___ 読む文章
かつて甲府の歴史団体に参加していた頃、下部町役場の教育委員会の担当者に、現地が武田氏家臣の馬場氏の支配圏にあったと聞いたことがあります。長篠合戦で討死した馬場美濃守信房の実家にあたりますが、この馬場信房の本姓が常葉で、もとは常葉次郎であったそうです。
当時聞いた話を要約しますと、もともと常葉氏と馬場氏は隣同士の在地勢力として割合に友好的な関係にありました。当時の馬場伊豆守虎貞は甲斐の武田信虎に仕えていました。武田信虎は暴君であったので、馬場虎貞は憂いて諫言したところ、怒りをかい殺されました。馬場家は後継ぎが無くて断絶になるところ、常葉光季の二男の常葉次郎が馬場家に養子入りしてこれを継ぎ、馬場美濃守信房と名乗った、ということです。
後に、長篠の露と消えた武田氏の勇将にしたがって、織田徳川の圧倒的火力の前に次々と斃れて散った信房配下の将兵たちの何人かは、常葉次郎についてきた市ノ瀬の一党だった筈です。常葉氏の本家も武田氏滅亡と運命を共にしたそうなので、常葉氏もまた、歴史の彼方に消え去ったことになります。常幸院の寺史が詳らかでないのも、そうした在地の歴史の断絶があるからでしょう。
かくして由緒の多くを失った寺は、おそらく江戸期に再出発をとげて今に至るものと思われますが、それだけに、古刹にありがちな歴史の重苦しい風情とは無縁です。なにかホッとするような、明るさと安らぎの空間として綺麗に整えられた境内地の一角には、上図の語らいの場とみられるベンチがしつらえてありました。
その中央の机の上には、「ゆるキャン△」のあの5人の画像と交流ノートがありました。ここの住職は想像以上にノリノリなお方であるようですが、この日は留守であったのか、寺のどこにも人の気配が感じられませんでした。
いずれ5月にまた訪れる予定がありますので、とりあえず退出しました。
旧下部中学校への坂道を登る途中で、常幸院の境内地全景を見ました。この一帯は東に五条ヶ丘の丘陵、西に常葉川があってそれぞれが天然の城壁と濠の役目を果たします。在地勢力が拠点を置いて防御も意識するには相応しい地形です。
______
___ データの抜粋
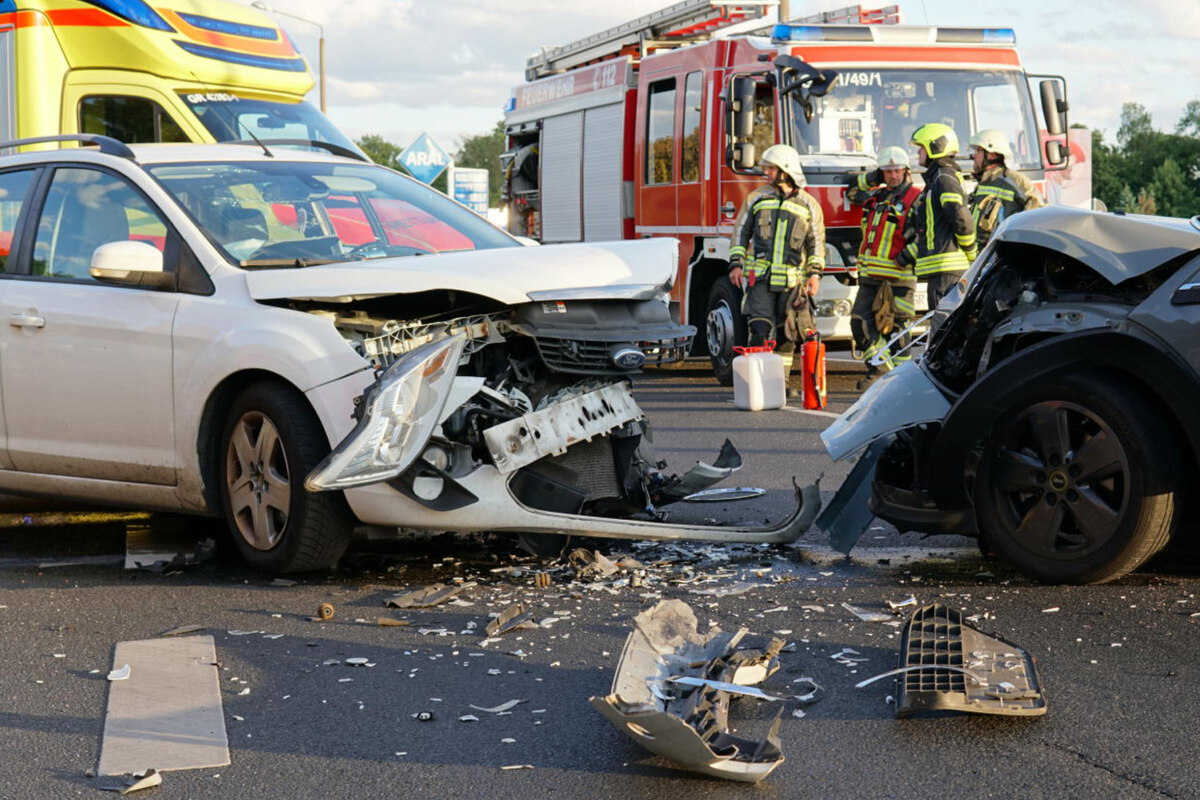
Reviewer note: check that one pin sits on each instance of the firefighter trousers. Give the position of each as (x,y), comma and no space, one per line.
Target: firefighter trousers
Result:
(868,340)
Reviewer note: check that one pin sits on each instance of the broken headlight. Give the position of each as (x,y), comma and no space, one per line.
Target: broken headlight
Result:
(401,411)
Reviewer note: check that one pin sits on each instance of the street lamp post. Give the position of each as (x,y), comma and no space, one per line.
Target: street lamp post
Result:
(321,43)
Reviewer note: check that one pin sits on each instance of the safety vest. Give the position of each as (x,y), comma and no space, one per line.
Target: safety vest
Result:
(883,218)
(939,230)
(778,238)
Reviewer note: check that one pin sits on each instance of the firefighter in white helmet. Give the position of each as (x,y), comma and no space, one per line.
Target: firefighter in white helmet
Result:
(777,254)
(883,302)
(1002,191)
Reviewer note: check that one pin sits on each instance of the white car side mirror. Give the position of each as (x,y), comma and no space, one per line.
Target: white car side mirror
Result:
(125,262)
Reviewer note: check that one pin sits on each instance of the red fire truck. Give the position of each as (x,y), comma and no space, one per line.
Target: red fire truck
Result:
(654,128)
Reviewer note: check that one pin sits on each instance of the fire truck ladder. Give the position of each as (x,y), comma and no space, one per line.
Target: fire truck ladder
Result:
(685,22)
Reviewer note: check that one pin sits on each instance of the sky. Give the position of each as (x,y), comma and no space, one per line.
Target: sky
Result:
(447,67)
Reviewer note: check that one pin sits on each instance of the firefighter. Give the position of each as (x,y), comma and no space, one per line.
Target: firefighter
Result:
(940,233)
(1001,192)
(777,254)
(885,289)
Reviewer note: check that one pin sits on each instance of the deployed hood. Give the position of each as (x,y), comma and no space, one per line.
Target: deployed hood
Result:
(509,275)
(1119,247)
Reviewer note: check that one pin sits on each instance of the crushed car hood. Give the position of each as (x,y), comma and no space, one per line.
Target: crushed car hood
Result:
(1119,247)
(509,275)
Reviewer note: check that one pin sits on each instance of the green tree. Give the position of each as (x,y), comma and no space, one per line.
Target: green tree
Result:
(1189,122)
(1135,122)
(484,151)
(381,151)
(1173,193)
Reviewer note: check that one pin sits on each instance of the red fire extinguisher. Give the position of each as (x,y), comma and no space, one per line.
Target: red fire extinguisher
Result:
(813,380)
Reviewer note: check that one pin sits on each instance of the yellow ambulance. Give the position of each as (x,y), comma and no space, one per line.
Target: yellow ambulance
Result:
(173,71)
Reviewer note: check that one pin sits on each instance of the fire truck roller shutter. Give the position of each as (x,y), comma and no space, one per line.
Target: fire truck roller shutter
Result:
(601,173)
(562,149)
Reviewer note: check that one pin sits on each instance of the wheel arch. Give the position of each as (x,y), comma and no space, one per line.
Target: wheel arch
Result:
(1132,356)
(216,409)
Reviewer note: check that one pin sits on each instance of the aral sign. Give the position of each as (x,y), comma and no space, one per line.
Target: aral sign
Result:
(425,158)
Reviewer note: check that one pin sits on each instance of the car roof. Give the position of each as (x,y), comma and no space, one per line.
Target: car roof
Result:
(1115,245)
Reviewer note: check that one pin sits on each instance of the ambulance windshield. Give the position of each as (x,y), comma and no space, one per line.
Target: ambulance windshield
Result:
(868,109)
(232,118)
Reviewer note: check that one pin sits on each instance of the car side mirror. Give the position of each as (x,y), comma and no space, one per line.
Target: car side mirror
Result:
(131,263)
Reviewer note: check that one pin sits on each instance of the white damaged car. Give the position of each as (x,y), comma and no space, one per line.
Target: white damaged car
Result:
(304,343)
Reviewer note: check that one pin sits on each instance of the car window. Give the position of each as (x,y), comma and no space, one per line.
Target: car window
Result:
(283,214)
(83,210)
(13,187)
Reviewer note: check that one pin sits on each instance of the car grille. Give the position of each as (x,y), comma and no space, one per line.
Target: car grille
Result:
(585,356)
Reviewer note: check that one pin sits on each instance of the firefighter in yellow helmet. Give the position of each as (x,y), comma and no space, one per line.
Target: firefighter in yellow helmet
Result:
(777,254)
(885,289)
(940,232)
(1002,191)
______
* やること 1 *
常幸院の文章にある「当時の馬場伊豆守虎貞は甲斐の武田信虎に仕えていました。」という一文を英語に訳してください。
* やること 2 *
常幸院の文章を2文にまとめてください。
* やること 3 *
常幸院の文章を、最後の文のあとから書き継いでください。

* 答え 1 *
At that time, Baba Izu-no-kami Torasada served Takeda Nobutora of Kai.

* 答え 2 *
筆者はかつて、現地が武田氏家臣の馬場氏の支配圏にあり、長篠合戦で討死した馬場信房はもとは常葉次郎で、武田信虎に殺された馬場虎貞の跡を養子として継いだと聞いた。常葉氏も武田氏滅亡と運命を共にしたため常幸院の寺史は詳らかでないが、境内は明るく整えられ、ベンチの机には「ゆるキャン△」の5人の画像と交流ノートが置かれていた。

* 答え 3 *
寺の西側は傾斜地になっていますが、かつては切岸が設けられていた名残ではないかと思います。一帯をくまなく発掘調査すれば、中世戦国期特有の土塁や溝などの遺構が検出される可能性は高いでしょう。常幸院の現状から元の地形を復元推定すると、前身寺院はもう少し南寄り、いまの駐車場入り口の小堂あたりに位置し、北側に切岸、南側に門を置いて門前の道は五条ヶ丘の砦への連絡路にもなっていたものと思われます。
いまの旧下部中学校への登り道は、かなり屈曲してから尾根斜面を斜めに上がるのですが、これは中世戦国期の城館への大手道によく似た形式です。かつての五条ヶ丘の砦への道を大体踏襲して、学校建設時に拡充された結果であろうと思われます。
さらに、いまの下部町の街区自体が、もとは中世戦国期の集落から出発しているような雰囲気があります。県道419号線は間違いなく昔の往還を伝えており、常葉川を天然の外濠に見立てれば、城下集落のメインルートであった可能性が高いです。だから南側で道がクランクして辻になっているのであろうし、北側の尾根筋には木戸を設けるに適した場所があります。
いずれにせよ、歴史的に見てもなかなか楽しい地域だなと思います。五条ヶ丘エリアは、特に道や地形や寺の状態が、かつての在地勢力の城下集落の面影をしのばせます。「ゆるキャン△」聖地巡礼に、歴史散策をプラスすれば、より楽しめそうですね。 (続く)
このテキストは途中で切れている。